*Set exercise*: Set down the material once more, exactly as it appears.

*Records shown*:
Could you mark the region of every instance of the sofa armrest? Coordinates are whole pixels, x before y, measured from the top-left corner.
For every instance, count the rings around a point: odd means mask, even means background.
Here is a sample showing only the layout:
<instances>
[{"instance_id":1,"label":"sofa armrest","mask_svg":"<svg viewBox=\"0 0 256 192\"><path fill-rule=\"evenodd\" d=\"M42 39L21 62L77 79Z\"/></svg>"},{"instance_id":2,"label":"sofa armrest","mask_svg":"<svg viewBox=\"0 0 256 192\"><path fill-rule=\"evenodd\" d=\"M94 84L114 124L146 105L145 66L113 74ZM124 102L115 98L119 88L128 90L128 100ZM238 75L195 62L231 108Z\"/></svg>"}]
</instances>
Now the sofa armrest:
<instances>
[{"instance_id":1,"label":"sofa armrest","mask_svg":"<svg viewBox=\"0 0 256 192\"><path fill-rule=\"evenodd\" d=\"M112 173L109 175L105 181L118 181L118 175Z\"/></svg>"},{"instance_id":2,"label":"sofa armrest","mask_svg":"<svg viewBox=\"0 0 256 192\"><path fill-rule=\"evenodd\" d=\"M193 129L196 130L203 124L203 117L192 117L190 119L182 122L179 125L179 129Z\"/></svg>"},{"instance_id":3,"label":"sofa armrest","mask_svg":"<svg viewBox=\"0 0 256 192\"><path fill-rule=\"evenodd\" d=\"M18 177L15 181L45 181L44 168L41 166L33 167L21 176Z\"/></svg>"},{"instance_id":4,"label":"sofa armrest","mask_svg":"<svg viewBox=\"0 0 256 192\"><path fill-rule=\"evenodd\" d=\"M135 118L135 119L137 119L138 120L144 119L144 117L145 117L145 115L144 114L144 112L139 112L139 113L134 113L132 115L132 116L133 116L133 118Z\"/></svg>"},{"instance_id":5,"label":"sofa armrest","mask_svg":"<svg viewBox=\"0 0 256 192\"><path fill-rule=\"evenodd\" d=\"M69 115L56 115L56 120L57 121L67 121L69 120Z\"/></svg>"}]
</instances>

*Exercise response*:
Could you mark the region of every instance of the sofa armrest? Coordinates are whole pixels, x before y, measured from the top-left corner.
For every instance, count the rings around a point: odd means mask, even means background.
Here is a sample showing only the layout:
<instances>
[{"instance_id":1,"label":"sofa armrest","mask_svg":"<svg viewBox=\"0 0 256 192\"><path fill-rule=\"evenodd\" d=\"M42 39L21 62L77 79Z\"/></svg>"},{"instance_id":2,"label":"sofa armrest","mask_svg":"<svg viewBox=\"0 0 256 192\"><path fill-rule=\"evenodd\" d=\"M94 84L114 124L146 105L145 66L113 74ZM124 102L115 98L119 88L128 90L128 100ZM238 75L195 62L231 108Z\"/></svg>"}]
</instances>
Now the sofa armrest:
<instances>
[{"instance_id":1,"label":"sofa armrest","mask_svg":"<svg viewBox=\"0 0 256 192\"><path fill-rule=\"evenodd\" d=\"M112 173L109 175L105 181L118 181L118 175Z\"/></svg>"},{"instance_id":2,"label":"sofa armrest","mask_svg":"<svg viewBox=\"0 0 256 192\"><path fill-rule=\"evenodd\" d=\"M193 129L196 130L203 124L203 117L192 117L190 119L182 122L179 125L179 129Z\"/></svg>"},{"instance_id":3,"label":"sofa armrest","mask_svg":"<svg viewBox=\"0 0 256 192\"><path fill-rule=\"evenodd\" d=\"M18 177L15 181L45 181L44 168L41 166L33 167L21 176Z\"/></svg>"},{"instance_id":4,"label":"sofa armrest","mask_svg":"<svg viewBox=\"0 0 256 192\"><path fill-rule=\"evenodd\" d=\"M135 118L135 119L137 119L138 120L144 119L144 117L145 117L145 115L144 114L144 112L139 112L139 113L134 113L132 115L132 116L133 116L133 118Z\"/></svg>"},{"instance_id":5,"label":"sofa armrest","mask_svg":"<svg viewBox=\"0 0 256 192\"><path fill-rule=\"evenodd\" d=\"M69 115L56 115L56 120L57 121L67 121L69 120Z\"/></svg>"}]
</instances>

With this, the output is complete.